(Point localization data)
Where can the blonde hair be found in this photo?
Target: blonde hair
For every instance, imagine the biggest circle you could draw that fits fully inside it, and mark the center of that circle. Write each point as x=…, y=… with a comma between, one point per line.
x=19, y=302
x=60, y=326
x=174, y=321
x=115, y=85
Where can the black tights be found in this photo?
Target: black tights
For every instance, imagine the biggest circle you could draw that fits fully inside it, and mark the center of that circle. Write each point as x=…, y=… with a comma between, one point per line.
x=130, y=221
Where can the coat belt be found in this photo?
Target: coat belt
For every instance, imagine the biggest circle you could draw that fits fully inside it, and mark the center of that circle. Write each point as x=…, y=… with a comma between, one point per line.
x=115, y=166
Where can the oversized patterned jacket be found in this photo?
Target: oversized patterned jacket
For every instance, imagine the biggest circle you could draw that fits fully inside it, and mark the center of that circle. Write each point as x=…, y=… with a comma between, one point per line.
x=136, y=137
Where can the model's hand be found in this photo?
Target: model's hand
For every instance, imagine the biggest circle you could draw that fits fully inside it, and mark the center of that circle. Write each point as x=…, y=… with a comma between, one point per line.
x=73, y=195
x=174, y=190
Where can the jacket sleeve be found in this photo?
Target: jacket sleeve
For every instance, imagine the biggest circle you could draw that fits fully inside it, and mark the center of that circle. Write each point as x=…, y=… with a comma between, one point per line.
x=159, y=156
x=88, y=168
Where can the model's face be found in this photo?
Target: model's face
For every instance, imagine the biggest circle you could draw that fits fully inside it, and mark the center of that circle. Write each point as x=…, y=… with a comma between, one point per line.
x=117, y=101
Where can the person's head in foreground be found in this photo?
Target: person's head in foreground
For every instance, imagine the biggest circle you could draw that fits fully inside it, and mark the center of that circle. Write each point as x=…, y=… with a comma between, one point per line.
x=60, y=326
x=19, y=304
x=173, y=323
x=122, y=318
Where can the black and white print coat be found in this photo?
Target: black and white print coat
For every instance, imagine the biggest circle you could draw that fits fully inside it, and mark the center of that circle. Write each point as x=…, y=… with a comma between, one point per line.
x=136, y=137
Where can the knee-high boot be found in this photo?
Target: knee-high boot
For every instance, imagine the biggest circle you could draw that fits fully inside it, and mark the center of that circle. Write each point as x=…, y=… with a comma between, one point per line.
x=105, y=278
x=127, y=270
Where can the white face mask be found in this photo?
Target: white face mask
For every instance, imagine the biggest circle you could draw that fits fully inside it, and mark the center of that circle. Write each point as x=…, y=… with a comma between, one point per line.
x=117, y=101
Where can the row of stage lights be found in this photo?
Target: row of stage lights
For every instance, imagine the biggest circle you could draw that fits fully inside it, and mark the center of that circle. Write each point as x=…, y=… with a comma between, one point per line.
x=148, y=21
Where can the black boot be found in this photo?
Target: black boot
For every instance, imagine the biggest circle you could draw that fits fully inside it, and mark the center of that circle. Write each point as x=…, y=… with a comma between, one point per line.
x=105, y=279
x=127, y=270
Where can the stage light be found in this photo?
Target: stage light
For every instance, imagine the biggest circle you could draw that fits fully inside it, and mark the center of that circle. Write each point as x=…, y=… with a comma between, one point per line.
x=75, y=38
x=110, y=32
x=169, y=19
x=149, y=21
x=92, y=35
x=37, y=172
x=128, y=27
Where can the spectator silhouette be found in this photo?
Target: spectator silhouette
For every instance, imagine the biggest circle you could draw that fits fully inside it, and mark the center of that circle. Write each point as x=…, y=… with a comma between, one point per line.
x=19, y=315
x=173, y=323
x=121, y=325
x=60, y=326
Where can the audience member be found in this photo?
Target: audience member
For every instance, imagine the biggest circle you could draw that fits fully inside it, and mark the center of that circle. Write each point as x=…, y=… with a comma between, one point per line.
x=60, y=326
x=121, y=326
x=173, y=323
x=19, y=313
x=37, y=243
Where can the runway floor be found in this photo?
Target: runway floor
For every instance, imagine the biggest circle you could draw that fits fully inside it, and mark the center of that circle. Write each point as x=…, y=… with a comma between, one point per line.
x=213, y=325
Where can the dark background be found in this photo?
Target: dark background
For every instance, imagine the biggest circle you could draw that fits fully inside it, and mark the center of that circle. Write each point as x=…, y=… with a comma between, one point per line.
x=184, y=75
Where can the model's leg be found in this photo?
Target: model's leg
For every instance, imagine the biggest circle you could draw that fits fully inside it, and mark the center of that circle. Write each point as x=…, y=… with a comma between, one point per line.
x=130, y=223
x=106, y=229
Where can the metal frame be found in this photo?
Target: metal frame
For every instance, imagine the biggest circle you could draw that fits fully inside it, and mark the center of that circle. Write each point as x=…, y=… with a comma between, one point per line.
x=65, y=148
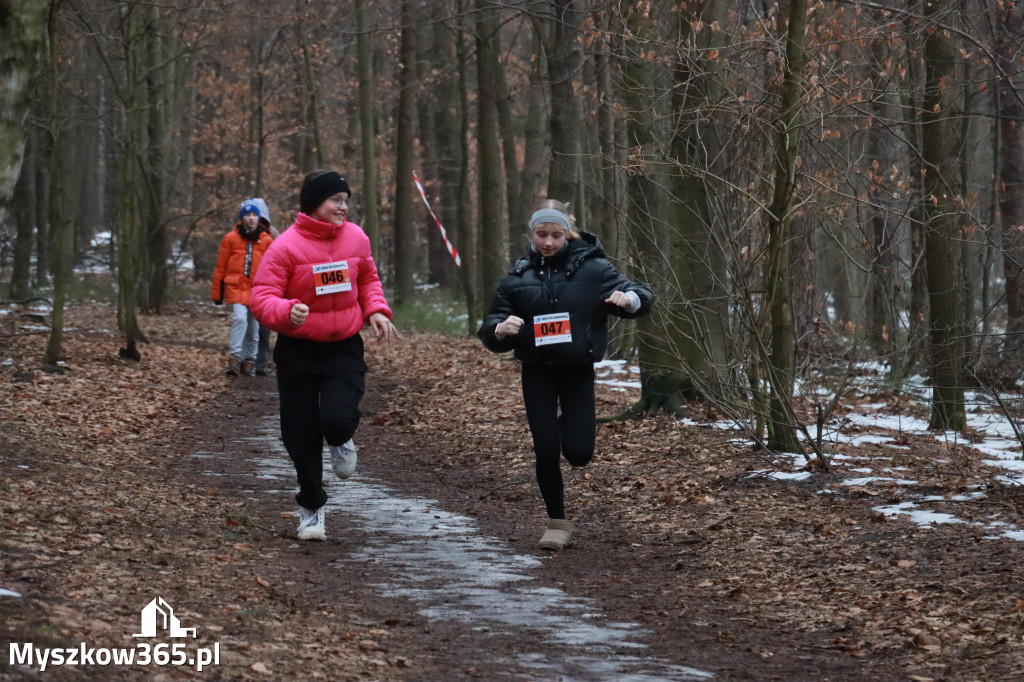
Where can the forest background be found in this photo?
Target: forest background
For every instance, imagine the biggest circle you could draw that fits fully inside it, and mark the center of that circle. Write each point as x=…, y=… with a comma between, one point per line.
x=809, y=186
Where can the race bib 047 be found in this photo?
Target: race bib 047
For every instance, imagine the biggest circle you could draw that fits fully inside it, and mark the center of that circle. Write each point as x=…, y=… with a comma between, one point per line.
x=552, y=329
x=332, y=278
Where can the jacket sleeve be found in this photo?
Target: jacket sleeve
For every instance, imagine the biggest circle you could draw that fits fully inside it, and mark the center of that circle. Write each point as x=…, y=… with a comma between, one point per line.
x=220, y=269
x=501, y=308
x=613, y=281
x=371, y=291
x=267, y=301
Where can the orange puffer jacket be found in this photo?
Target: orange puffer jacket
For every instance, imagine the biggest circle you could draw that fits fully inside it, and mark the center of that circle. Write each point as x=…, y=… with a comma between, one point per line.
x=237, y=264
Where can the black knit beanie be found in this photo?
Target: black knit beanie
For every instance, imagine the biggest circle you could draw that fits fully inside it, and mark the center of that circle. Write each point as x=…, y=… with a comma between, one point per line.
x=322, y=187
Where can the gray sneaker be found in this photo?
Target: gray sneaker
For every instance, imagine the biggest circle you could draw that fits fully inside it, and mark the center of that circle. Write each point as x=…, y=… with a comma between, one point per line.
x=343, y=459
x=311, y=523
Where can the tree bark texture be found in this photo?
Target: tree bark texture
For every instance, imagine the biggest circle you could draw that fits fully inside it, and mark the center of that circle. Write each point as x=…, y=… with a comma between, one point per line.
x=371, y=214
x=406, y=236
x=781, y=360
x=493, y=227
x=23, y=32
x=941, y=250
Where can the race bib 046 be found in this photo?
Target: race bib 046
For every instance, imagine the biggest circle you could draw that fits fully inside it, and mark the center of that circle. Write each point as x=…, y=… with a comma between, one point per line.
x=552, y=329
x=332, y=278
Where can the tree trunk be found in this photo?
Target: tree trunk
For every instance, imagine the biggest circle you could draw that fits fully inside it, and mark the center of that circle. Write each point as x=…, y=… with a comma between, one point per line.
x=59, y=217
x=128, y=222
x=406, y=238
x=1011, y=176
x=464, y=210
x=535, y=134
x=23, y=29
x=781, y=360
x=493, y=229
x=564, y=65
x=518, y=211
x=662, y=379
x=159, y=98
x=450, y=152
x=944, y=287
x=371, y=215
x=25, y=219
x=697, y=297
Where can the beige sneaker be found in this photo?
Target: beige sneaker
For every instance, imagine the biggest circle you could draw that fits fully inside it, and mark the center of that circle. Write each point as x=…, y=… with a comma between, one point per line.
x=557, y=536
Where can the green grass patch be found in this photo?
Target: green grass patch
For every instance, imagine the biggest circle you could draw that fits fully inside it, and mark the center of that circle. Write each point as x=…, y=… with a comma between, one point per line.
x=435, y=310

...

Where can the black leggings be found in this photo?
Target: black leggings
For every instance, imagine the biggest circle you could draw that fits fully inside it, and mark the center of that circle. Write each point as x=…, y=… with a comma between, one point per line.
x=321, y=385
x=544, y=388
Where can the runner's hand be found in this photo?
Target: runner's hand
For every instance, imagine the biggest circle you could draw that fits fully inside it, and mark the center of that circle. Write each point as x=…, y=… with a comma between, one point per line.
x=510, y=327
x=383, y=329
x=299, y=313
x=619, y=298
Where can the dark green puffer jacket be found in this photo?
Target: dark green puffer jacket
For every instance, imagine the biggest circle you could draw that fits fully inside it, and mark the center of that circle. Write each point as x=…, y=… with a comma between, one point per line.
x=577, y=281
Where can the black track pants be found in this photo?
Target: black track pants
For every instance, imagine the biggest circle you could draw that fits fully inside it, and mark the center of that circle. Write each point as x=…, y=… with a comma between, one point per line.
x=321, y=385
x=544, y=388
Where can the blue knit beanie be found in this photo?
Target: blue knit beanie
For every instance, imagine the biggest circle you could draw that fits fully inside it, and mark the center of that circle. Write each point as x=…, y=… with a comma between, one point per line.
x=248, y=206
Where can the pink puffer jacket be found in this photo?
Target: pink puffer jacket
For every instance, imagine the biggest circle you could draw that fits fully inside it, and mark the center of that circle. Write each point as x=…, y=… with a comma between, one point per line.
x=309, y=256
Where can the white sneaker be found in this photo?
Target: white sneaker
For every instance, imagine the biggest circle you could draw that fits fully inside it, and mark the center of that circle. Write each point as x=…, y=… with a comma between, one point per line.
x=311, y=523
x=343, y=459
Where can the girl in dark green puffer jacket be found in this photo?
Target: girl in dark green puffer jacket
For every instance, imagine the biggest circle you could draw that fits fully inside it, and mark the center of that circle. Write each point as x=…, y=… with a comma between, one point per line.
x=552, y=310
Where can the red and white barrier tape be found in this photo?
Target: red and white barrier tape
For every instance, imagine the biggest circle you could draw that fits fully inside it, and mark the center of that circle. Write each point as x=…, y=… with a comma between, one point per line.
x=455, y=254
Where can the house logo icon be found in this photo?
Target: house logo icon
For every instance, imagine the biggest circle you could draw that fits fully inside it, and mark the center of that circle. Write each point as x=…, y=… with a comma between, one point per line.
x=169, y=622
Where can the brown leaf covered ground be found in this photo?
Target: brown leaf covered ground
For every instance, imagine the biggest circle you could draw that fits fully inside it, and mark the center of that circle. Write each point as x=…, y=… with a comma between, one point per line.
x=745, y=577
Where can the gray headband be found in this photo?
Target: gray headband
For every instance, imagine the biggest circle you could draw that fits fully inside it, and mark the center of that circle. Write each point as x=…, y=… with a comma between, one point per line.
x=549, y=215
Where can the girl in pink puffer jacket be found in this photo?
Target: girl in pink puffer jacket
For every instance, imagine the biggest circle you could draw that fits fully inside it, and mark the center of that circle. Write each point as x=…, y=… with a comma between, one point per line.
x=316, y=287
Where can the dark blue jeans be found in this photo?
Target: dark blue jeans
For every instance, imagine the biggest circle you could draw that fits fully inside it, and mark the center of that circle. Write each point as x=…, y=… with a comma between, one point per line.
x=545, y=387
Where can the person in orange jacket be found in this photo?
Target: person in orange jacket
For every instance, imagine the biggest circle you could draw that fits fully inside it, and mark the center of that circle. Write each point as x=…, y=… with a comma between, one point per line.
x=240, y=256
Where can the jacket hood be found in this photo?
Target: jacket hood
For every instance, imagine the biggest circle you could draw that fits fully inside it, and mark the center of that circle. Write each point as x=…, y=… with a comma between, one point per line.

== What the task requires ==
Each line above that contains the word "headband" should be returned.

== Result for this task ==
Where can the gray headband be found in this photo?
Target: gray headband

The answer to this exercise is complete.